• Text provided
Chen's story overshadowed Secretary of State Hillary Clinton's visit to the world's two most populous nations. She arrived in China just as the story of the human rights activist was exploding. Now she's visiting India, though the Chinese activist is still on many people's minds. Secretary Clinton sat down for a talk with NPR's Michele Keleman.

MICHELE KELEMAN, BYLINE: This was a trip about managing big relationships here in India and China, but it was the fate of one man, Chinese dissident Chen Guangcheng, that dominated the news. Clinton spoke to NPR today in New Delhi about how she hopes this issue will be resolved. How soon do you expect him to be able to be in the United States?

HILLARY CLINTON: He is still in the hospital receiving medical treatment. We remain in close contact with him. He has been meeting with the Chinese government to prepare the necessary arrangements to be able to come to the United States to pursue his studies. And on our end, we've gone to the point of getting all of our arrangements finished. So I think, you know, we're certainly making progress but I'm not going to put any timeline on it.

MICHELE KELEMEN, BYLINE: And what are you telling the Chinese now about the future for Chen's family, the network of people that have supported him?

CLINTON: I'm not going to go into those conversations. You know, let's take this one day at a time, and we hope to be welcoming Mr. Chen to the United States to pursue the studies that he wishes to do.

KELEMEN: When you were in China, you talked about how an established power, like the U.S., is working with this rising power of China. The same is true here in India. But here you have a democracy, more of a natural partner for the U.S., yet India still doesn't see eye-to-eye with the U.S. on some of its policies, like Syria or Iran. How are you working through that with them?

• Exercises
**1.** In the NPR interview, in which city did Clinton speak to NPR?
**2.** Quote the stretch of the NPR interview from "KELEMEN: When you" through "that with them?".
The listing that follows has nothing to do with the NPR interview.

• Information given
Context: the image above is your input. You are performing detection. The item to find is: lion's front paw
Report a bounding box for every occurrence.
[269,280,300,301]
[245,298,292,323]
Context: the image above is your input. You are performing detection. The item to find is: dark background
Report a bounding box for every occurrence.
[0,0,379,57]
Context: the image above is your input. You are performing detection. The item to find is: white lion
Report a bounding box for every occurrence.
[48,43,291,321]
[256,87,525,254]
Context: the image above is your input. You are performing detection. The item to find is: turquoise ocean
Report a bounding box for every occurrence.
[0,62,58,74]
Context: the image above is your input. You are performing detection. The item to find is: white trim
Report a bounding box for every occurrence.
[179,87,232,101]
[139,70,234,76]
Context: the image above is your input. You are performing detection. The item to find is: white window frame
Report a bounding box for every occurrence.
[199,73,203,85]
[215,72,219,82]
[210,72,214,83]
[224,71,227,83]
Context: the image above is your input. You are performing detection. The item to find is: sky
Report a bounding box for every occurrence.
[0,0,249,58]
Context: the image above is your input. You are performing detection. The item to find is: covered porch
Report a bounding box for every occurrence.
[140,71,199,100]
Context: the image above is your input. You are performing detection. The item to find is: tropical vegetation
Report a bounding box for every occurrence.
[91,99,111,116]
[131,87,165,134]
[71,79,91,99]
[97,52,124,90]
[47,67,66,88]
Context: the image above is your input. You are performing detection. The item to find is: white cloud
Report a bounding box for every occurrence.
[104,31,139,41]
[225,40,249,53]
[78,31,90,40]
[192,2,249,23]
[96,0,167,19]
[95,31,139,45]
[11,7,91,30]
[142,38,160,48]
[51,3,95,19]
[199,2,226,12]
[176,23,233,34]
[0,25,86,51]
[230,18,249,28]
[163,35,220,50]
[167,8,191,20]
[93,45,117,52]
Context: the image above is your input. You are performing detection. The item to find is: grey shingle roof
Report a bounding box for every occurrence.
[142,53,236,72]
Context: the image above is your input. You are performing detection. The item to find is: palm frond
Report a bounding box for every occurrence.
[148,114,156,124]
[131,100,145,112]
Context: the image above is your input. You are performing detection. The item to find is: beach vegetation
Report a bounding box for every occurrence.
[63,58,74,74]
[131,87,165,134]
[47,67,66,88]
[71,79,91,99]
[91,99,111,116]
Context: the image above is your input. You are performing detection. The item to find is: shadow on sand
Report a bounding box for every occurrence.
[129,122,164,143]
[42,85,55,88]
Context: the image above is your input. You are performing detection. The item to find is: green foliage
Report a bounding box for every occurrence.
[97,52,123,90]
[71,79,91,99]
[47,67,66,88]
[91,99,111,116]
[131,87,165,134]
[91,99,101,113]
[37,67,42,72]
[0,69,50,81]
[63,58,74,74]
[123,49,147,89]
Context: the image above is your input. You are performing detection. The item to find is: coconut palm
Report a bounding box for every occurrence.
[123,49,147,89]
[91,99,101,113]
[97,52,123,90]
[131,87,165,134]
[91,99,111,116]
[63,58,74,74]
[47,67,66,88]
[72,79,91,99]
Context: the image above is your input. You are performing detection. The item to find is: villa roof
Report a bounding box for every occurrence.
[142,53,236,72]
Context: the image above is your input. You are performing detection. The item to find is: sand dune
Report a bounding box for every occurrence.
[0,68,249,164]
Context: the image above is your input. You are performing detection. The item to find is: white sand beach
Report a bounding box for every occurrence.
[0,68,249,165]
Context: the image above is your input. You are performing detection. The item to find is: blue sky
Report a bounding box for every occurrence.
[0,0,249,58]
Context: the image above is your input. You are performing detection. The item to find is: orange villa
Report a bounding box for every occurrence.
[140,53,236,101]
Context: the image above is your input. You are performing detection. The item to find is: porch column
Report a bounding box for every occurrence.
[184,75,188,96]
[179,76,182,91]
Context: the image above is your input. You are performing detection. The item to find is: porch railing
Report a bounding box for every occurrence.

• Task-by-task outputs
**1.** New Delhi.

**2.**
KELEMEN: When you were in China, you talked about how an established power, like the U.S., is working with this rising power of China. The same is true here in India. But here you have a democracy, more of a natural partner for the U.S., yet India still doesn't see eye-to-eye with the U.S. on some of its policies, like Syria or Iran. How are you working through that with them?